**Work required:**
Word for word, copy out the records given below.

[Saved entries]
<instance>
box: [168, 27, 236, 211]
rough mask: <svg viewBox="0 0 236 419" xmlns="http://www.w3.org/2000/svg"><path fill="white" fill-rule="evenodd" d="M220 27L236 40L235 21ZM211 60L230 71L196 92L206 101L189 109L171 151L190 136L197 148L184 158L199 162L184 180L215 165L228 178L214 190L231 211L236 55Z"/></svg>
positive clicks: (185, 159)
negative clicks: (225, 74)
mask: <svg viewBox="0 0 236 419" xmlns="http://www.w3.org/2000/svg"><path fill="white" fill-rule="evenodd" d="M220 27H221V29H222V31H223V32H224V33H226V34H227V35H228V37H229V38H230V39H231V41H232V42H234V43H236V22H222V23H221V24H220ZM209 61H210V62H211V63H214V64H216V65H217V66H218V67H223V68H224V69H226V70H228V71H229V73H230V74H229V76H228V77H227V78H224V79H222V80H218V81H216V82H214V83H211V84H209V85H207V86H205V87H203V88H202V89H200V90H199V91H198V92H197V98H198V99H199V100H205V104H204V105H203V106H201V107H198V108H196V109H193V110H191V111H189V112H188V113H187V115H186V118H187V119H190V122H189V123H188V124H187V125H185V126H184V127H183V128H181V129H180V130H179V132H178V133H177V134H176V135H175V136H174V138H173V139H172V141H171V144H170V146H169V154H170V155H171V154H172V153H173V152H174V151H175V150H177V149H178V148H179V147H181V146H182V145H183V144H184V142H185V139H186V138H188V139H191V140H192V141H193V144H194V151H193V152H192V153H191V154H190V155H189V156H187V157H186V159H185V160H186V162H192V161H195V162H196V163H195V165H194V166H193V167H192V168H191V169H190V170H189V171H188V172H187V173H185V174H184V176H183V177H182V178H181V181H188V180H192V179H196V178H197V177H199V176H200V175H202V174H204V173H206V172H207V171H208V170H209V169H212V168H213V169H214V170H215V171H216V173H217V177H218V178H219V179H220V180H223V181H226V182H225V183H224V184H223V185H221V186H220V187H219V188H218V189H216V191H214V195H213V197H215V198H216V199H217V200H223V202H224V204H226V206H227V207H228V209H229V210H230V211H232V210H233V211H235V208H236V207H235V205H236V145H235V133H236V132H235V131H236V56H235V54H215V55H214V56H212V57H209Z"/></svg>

**Written response:**
<instance>
box: [168, 27, 236, 211]
rough mask: <svg viewBox="0 0 236 419" xmlns="http://www.w3.org/2000/svg"><path fill="white" fill-rule="evenodd" d="M220 27L236 40L235 21ZM211 60L230 71L196 92L206 101L189 109L171 151L190 136L197 148L184 158L199 162L184 180L215 165L228 178L214 190L231 211L236 55Z"/></svg>
positive clicks: (185, 159)
negative clicks: (225, 74)
mask: <svg viewBox="0 0 236 419" xmlns="http://www.w3.org/2000/svg"><path fill="white" fill-rule="evenodd" d="M220 27H221V29H222V31H223V32H224V33H226V34H227V35H228V37H229V38H230V39H231V41H232V42H234V43H236V22H222V23H221V24H220ZM209 61H210V62H211V63H214V64H216V65H217V66H218V67H223V68H224V69H226V70H228V71H229V73H230V74H229V76H228V77H227V78H224V79H222V80H218V81H216V82H214V83H211V84H209V85H207V86H205V87H203V88H202V89H200V90H199V91H198V92H197V98H198V99H199V100H205V104H204V105H203V106H201V107H198V108H196V109H193V110H191V111H189V112H188V113H187V115H186V118H187V119H190V122H189V123H188V124H187V125H185V126H184V127H183V128H181V129H180V130H179V132H178V133H177V134H176V135H175V136H174V138H173V139H172V141H171V144H170V146H169V154H170V155H171V154H172V153H173V152H174V151H175V150H177V149H178V148H179V147H181V146H182V145H183V144H184V142H185V139H186V138H188V139H191V140H192V141H193V144H194V151H193V152H192V153H191V154H190V155H189V156H187V157H186V159H185V160H186V162H192V161H195V162H196V163H195V165H194V166H193V167H192V168H191V169H190V170H189V171H188V172H187V173H185V174H184V176H183V177H182V178H181V181H188V180H192V179H196V178H197V177H199V176H200V175H202V174H204V173H206V172H207V171H208V170H209V169H212V168H213V169H214V170H215V171H216V173H217V177H218V178H219V179H220V180H223V181H226V182H225V183H224V184H223V185H221V186H220V187H219V188H218V189H216V191H214V195H213V197H215V198H216V199H217V200H223V202H224V204H226V206H227V207H228V209H229V210H230V211H232V210H233V211H235V208H236V207H235V205H236V145H235V133H236V132H235V131H236V56H235V54H215V55H214V56H212V57H209Z"/></svg>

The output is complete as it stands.